He graduated from the Military Academy in 1938 and was a colleague of both the late President Anwar Sadat and President Gamal Abdel Nasser in the Academy. After graduating with the rank of second lieutenant, he joined the infantry and served in the Second World War and fought in the First Arab-Israeli War, the 1956 Suez Crisis and the Six-Day War. In 1969, he became the Chief of Staff of the Egyptian Armed Forces and then was dismissed by Nasser because of the famous Zafarana incident. Then under President Sadat returned him to the service as head of the General Intelligence, then he was promoted to the rank of Lieutenant-General and became Minister of War in 1972.
Military career
- Graduated from Egypt's Royal Military Academy in 1938.
- Commissioned in an Infantry regiment.
- Served with the Allies in the Western Desert against the Axis during the Second World War
- Fought as an infantry battalion commander in the 1948 Arab-Israeli War.
- Later received training in Great Britain
- Saw active service during the 1956 Suez Crisis, and undertook further training in the Soviet Union
- Served as a division commander during the 1967 Six-Day War of 1967
- Head, Military Operations Authority
- Appointed Chief of the General Staff in March 1969, but was dismissed by President Nasser in September 1969 following successful Israeli raids during the War of Attrition. Nasser's successor as President, Anwar Al-Sadat, however, named him chief of intelligence in September 1970.
- From 1971 to 1972 he served as head of the Egyptian General Intelligence Directorate.
He graduated in 1938 with the rank of second lieutenant and joined the infantry. Then he went on the training mission to Deir Safir in Palestine in 1945, and he ranked first among the Egyptian and English officers. His talent began to shine in the Second World War, in which he participated as an intelligence officer in the Western Sahara. In the Palestine war, he became the commander of an infantry company in Rafah and Gaza, and that experience qualified him to be the first to establish the nucleus of the Sa’ika Forces. He was at the rank of (Colonel) and commanded the 3rd Infantry Brigade in Rafah and then Qantara Sharq during the tripartite aggression carried out by Britain, France and Israel against Egypt in the fall of 1956.
In 1957, he went to military academy in the Soviet Union, and in the same year he worked as a senior teacher at the Military academy in Egypt, after which he left it and took command of the 2nd Infantry Division, which he reconstituted to be the first combatant formation in the Egyptian Armed Forces.
In 1960, the old centers of power tried to overthrow him, and he was at the rank of (brigadier) and after 1967, those centers found a justification to overthrow him, and indeed they succeeded in that, but President (Gamal Abdel Nasser) summoned him and handed him the command of the forces east of the Suez Canal, and only three months after The 1967 battles he established the first defensive line and reorganized, trained and armed these forces, and after a short period these forces were able to fight the battle of Ras al-Esh, the Battle of Green Island, and the sinking of the Israeli destroyer (Eilat). In October 1972, Ali accompanied Prime Minister Aziz Sidqi on a visit to Moscow, and, on his return, stifled a coup attempt against President Sadat. That same month, he replaced the anti-Soviet general Mohammed Ahmed Sadek as Minister of Defence, and was promoted to full general. His skill as a strategist, and his success in reviving the morale of the Egyptian army became evident in the October War of 1973. Following the war, he was made a Field Marshal in November 1973.

HOW TO COMPLETE THIS TASK:
Translate this sentence from the career summary into French: "From 1971 to 1972 he served as head of the Egyptian General Intelligence Directorate." The rows after this point are separate material, unconnected to the career summary.

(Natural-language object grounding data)
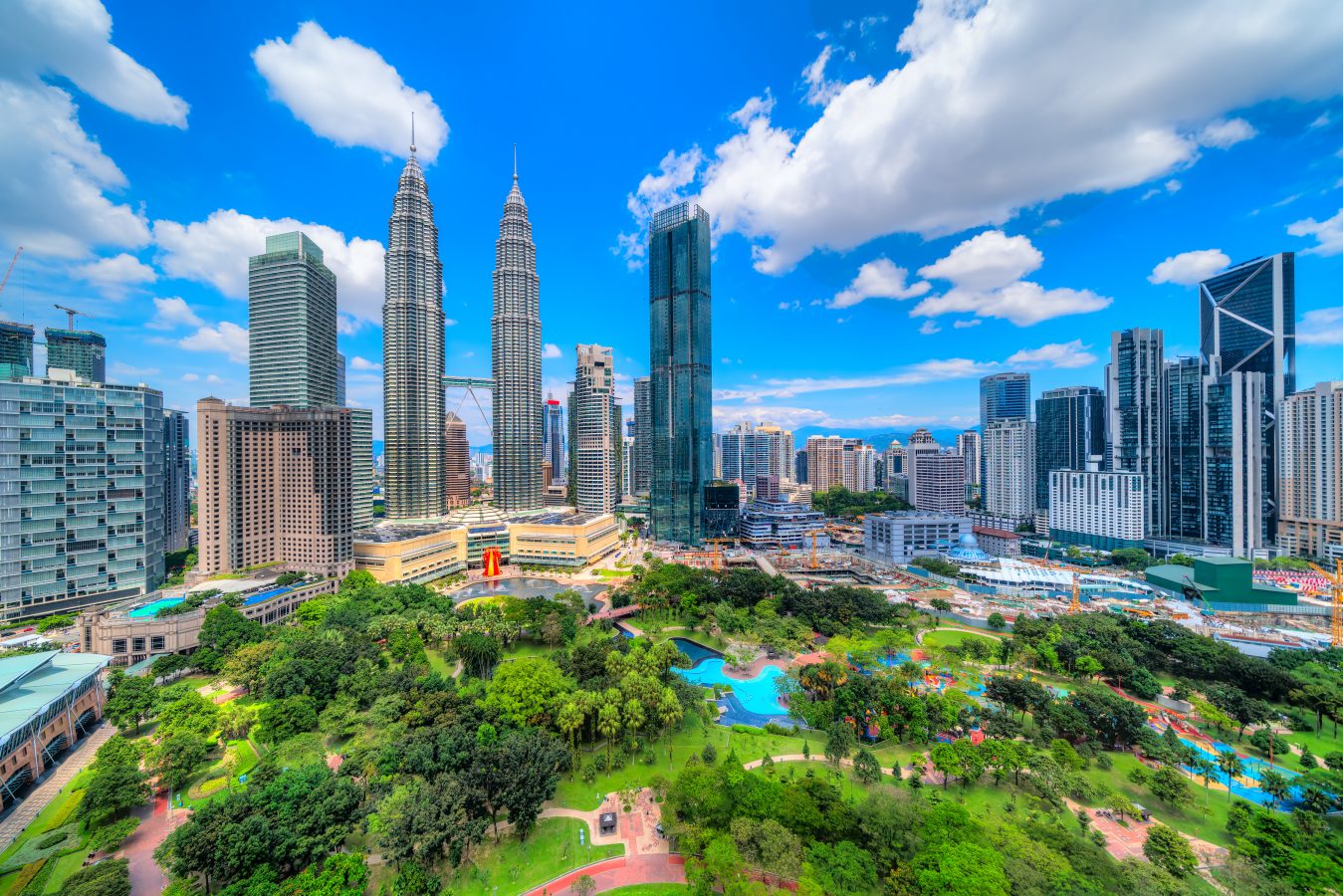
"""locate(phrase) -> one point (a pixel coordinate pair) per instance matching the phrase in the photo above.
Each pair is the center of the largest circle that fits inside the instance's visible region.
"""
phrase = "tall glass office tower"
(1069, 431)
(516, 330)
(680, 360)
(292, 326)
(412, 354)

WORKED SOLUTION:
De 1971 à 1972, il a été chef de la Direction générale des renseignements égyptienne.